→ Document section:
════

# Digimon Species Personality Quiz



## Celestial Blade (Sep 7, 2008)

Answer these four questions, and I will tell you which Species (out of Dragon, Beast/Animal, Insect/Plant, Holy, Aquatic, Machine/Mutant, Bird, or Dark) you would be if you were a Digimon.

1. Pick a color

Red
Brown
Green
Pink
Blue
Gray
White
Black

2. Pick a group of two Rookie-Level Digimon that you like best

Agumon, Dracomon
Gaomon,  Armadillomon
Tentomon, Palmon
Renamon, Tapirmon
Gomamon, Otamamon
Gotsumon, Hagurumon
Falcomon, Biyomon
DemiDevimon, Goburimon

3. What would be your weak element out of the following

Fire
Earth
Thunder
Light
Water
Steel
Wind
Darkness


4. Which of the following words sounds best to you

Snake
Rock
Jolt
Beam
Ice
Gear
Blow
Bad


----------



## Murkrowfeather (Sep 7, 2008)

Gray
Demidevimon, Goburimon
Steel
Gear

 I could probably tell I would be a Dark or Machine digimon (your quiz isn't that hard to figure out), but let's just see if I am right.


----------



## Rayquaza (Sep 7, 2008)

1. Pick a color
Blue

2. Pick a group of two Rookie-Level Digimon that you like best *But I don't know my Digimon! D: *
Falcomon, Biyomon

3. What would be your weak element out of the following
Fire

4. Which of the following words sounds best to you
Ice


----------



## S. E. (Sep 7, 2008)

Blue
Renamon, Tapirmon (Not just because of Renamon. I think Tapirmon's cute. :<)
Fire
Ice


----------



## Arylett Charnoa (Sep 7, 2008)

1.) Red.

2.) Gaomon, Renamon.

3.) Fire.

4.) Jolt.


----------



## Zeph (Sep 7, 2008)

1: Blue.
2: I only know about three of these, but I'll go for Armadillomon and Gaomon.
3:Weak? Darkness. Evil is nasty =[
4: Iccceeee.


----------



## #1 bro (Sep 7, 2008)

1: um sorry you forgot the best color ever: orange.

════

→ Information provided:
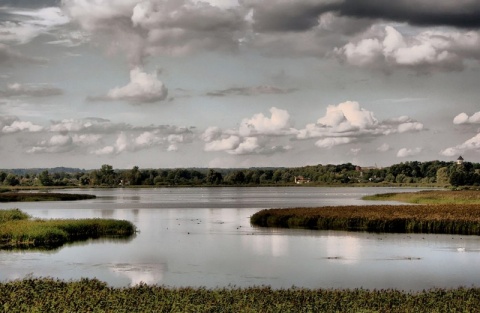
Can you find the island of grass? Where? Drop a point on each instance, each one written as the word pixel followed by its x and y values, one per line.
pixel 19 230
pixel 431 197
pixel 442 219
pixel 9 196
pixel 92 295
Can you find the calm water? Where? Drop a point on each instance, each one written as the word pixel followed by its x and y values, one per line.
pixel 203 237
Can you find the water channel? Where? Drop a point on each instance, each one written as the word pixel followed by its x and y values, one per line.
pixel 202 237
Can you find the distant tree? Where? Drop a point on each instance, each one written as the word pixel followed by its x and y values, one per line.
pixel 214 177
pixel 442 176
pixel 11 180
pixel 45 179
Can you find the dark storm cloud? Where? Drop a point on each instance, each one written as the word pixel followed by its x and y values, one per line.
pixel 297 16
pixel 287 16
pixel 461 14
pixel 31 4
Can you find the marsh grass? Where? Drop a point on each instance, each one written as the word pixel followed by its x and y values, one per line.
pixel 41 196
pixel 443 219
pixel 431 197
pixel 92 295
pixel 18 230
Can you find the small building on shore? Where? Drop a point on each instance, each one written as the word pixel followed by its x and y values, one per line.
pixel 301 180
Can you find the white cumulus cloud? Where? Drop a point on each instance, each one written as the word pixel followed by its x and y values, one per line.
pixel 472 144
pixel 405 152
pixel 463 118
pixel 142 88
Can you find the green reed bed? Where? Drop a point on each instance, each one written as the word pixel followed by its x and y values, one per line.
pixel 443 219
pixel 41 196
pixel 91 295
pixel 17 230
pixel 431 197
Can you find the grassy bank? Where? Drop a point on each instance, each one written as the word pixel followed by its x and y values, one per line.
pixel 91 295
pixel 443 219
pixel 41 196
pixel 431 197
pixel 18 230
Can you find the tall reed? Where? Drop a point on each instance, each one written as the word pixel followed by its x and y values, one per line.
pixel 92 295
pixel 24 232
pixel 447 219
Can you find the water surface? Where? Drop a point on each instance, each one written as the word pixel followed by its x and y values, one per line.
pixel 203 237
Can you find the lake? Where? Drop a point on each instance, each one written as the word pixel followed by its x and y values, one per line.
pixel 203 237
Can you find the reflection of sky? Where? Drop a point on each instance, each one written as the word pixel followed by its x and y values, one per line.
pixel 149 274
pixel 274 245
pixel 216 246
pixel 343 248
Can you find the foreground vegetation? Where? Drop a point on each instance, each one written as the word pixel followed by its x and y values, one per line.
pixel 443 219
pixel 18 230
pixel 91 295
pixel 41 196
pixel 431 197
pixel 431 173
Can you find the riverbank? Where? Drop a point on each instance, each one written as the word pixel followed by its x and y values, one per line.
pixel 442 219
pixel 91 295
pixel 18 230
pixel 431 197
pixel 41 196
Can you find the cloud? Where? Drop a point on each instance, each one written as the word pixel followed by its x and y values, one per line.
pixel 11 124
pixel 24 25
pixel 328 143
pixel 225 144
pixel 461 14
pixel 472 144
pixel 11 57
pixel 249 91
pixel 259 124
pixel 405 152
pixel 423 52
pixel 143 88
pixel 283 16
pixel 102 137
pixel 30 90
pixel 152 27
pixel 349 120
pixel 253 136
pixel 384 148
pixel 463 118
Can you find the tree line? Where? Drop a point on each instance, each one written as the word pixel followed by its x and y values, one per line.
pixel 424 173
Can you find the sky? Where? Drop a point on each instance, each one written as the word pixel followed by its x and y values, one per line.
pixel 238 83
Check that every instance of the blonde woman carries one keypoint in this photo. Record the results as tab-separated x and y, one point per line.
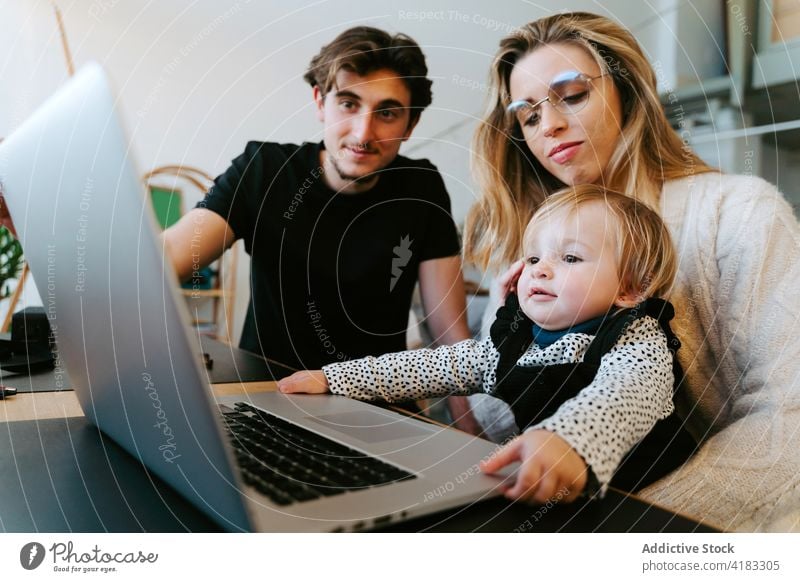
573	101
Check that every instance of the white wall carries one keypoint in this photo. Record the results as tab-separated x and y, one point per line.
198	79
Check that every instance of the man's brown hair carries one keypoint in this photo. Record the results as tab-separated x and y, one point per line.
362	50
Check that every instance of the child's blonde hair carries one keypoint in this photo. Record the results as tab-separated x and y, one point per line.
645	256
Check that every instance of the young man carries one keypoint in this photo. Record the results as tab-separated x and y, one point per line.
339	232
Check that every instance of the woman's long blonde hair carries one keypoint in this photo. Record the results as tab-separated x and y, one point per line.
512	183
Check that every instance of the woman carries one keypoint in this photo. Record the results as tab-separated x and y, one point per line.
574	100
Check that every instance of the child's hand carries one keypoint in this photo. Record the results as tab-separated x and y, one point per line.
508	280
548	465
305	381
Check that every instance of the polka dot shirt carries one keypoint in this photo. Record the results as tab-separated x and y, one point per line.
631	391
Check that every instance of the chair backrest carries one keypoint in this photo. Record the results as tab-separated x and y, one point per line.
214	282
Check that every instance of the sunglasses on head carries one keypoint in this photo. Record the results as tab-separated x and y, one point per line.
568	93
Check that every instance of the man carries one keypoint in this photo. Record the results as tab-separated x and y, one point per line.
338	232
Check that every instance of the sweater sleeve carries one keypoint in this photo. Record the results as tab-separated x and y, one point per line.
746	475
463	368
631	391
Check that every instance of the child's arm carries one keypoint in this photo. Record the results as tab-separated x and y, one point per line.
631	391
550	469
447	370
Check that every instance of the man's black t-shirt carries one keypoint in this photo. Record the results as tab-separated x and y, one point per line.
332	274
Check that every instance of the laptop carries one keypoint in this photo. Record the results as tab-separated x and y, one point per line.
273	462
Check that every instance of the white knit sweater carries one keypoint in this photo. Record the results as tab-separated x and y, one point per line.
737	305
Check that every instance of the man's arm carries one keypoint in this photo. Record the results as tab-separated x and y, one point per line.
197	239
441	287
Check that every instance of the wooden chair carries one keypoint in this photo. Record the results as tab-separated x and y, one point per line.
164	184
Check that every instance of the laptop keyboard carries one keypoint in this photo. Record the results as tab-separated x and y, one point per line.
289	464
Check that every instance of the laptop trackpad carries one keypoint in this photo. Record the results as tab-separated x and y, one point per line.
370	426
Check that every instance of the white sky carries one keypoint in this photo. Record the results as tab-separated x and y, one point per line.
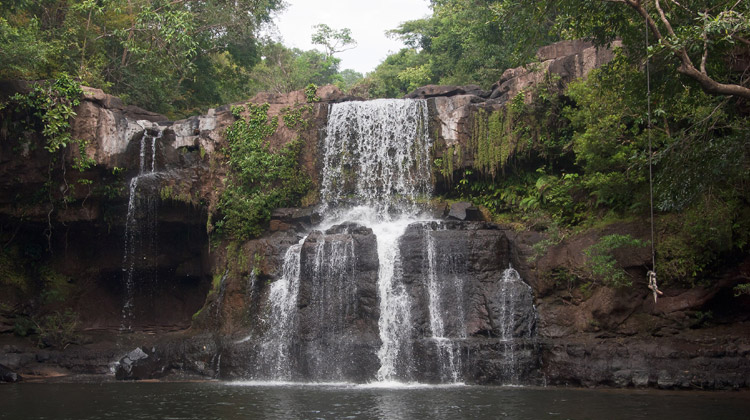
368	21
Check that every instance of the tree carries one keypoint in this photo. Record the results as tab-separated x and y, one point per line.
464	42
724	23
333	40
165	55
700	35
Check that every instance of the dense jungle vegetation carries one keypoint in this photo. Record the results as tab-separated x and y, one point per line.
573	158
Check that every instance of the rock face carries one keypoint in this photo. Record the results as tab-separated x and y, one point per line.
454	106
7	375
482	306
455	271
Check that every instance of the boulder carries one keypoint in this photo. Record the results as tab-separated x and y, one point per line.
465	211
141	364
432	91
7	375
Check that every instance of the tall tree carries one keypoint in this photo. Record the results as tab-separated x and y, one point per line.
698	35
333	40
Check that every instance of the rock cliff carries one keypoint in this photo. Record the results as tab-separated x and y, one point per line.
572	337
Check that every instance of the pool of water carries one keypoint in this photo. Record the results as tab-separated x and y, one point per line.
244	400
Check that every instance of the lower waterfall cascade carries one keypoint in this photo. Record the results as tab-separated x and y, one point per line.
380	290
141	240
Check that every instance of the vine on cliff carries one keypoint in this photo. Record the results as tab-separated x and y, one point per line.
259	179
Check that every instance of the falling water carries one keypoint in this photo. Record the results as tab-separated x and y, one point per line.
275	351
139	260
375	166
445	300
511	282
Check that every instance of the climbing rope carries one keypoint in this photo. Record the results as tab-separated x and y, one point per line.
651	273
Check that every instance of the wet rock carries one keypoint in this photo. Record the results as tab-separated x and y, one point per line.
7	375
141	364
465	211
431	91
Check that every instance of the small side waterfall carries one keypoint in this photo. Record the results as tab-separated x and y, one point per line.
275	352
141	241
512	287
446	305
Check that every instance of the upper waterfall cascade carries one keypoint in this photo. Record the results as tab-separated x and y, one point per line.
349	299
141	240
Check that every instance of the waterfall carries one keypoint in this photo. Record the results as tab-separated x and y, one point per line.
375	166
379	290
141	240
376	154
275	352
512	286
446	306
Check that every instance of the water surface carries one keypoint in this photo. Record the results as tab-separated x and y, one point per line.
222	400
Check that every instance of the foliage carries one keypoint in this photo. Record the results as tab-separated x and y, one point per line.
333	40
600	263
164	55
311	93
742	289
52	103
693	36
58	329
462	42
260	179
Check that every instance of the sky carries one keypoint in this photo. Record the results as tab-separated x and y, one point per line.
368	21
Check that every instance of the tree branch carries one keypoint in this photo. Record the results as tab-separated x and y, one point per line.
687	67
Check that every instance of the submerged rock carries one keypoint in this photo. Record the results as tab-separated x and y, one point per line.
141	364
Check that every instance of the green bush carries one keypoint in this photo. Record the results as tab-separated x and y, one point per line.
602	266
260	180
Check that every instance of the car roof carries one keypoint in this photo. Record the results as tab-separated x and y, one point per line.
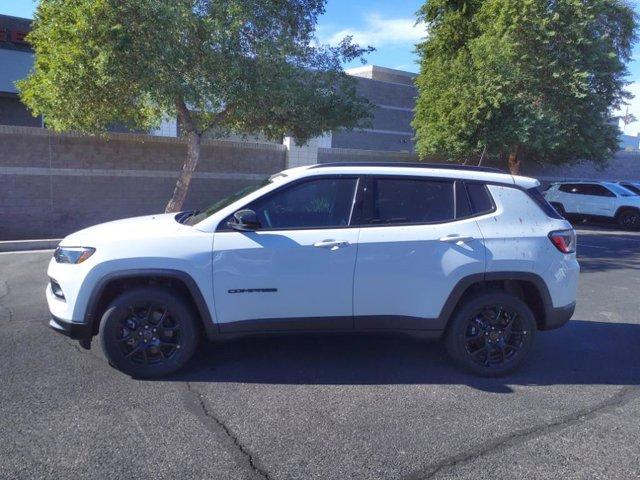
462	172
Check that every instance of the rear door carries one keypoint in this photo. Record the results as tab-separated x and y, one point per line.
418	239
296	271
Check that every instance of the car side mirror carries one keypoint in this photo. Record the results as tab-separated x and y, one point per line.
245	221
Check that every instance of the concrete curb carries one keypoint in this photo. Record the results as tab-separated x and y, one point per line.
25	245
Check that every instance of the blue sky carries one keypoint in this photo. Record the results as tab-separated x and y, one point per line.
387	25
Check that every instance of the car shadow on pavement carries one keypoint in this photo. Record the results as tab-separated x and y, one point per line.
582	352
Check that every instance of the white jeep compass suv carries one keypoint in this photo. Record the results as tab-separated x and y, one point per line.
469	254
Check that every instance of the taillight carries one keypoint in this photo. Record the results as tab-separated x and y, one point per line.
564	240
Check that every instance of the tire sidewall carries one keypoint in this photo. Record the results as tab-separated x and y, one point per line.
455	336
119	308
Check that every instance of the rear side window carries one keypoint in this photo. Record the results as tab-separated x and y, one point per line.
598	191
463	207
409	200
480	198
570	188
536	196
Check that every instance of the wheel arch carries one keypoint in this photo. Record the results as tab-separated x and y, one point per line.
622	208
528	286
110	285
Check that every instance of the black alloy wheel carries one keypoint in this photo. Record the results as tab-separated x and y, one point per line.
494	336
148	332
629	219
491	333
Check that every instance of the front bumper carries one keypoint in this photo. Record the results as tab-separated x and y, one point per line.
557	316
76	331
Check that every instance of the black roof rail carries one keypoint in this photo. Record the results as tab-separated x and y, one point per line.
442	166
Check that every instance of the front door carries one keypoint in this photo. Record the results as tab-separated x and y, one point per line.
419	243
296	271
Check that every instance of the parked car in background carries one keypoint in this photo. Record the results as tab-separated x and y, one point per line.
633	186
472	255
596	199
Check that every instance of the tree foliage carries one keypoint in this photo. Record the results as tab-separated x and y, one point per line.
227	66
533	79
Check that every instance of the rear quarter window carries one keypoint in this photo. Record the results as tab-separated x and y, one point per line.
480	198
536	195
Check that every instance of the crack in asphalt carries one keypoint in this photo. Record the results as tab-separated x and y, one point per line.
224	433
620	398
4	292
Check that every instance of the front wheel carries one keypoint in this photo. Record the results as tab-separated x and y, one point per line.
148	332
491	334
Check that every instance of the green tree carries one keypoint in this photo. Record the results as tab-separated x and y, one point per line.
221	66
536	79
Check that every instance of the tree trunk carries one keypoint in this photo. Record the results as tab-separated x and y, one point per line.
484	151
190	163
514	161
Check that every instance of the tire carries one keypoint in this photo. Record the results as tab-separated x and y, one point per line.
148	332
629	218
481	343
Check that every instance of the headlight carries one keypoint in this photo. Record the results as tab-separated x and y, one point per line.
72	254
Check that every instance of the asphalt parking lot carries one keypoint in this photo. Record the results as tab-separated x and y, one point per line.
331	407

════

→ Problem: Continue the Digimon species quiz thread from the point where it stops. The material was taken from a separate source.

→ Response to this exercise:
2: based solely on the names, "DemiDevimon, Goburimon"
3: huh? steel, I guess.
4: snake

EDIT: wait wtf this is the most see-through quiz ever. SORRY. TRY AGAIN.


----------



## OrangeAipom (Sep 7, 2008)

Green
Gaomon, Armadillomon
Steel
Gear


----------



## Flareth (Sep 7, 2008)

1. Pick a color

Green


2. Pick a group of two Rookie-Level Digimon that you like best

Agumon, Dracomon (I've only seen the movie....and maybe an episode or two)


3. What would be your weak element out of the following

Fire



4. Which of the following words sounds best to you


Ice


----------



## Crazy Linoone (Sep 9, 2008)

1. Pick a color
Gray

2. Pick a group of two Rookie-Level Digimon that you like best
Agumon, Dracomon

3. What would be your weak element out of the following
Water

4. Which of the following words sounds best to you
Jolt


:D


----------



## Renteura (Sep 9, 2008)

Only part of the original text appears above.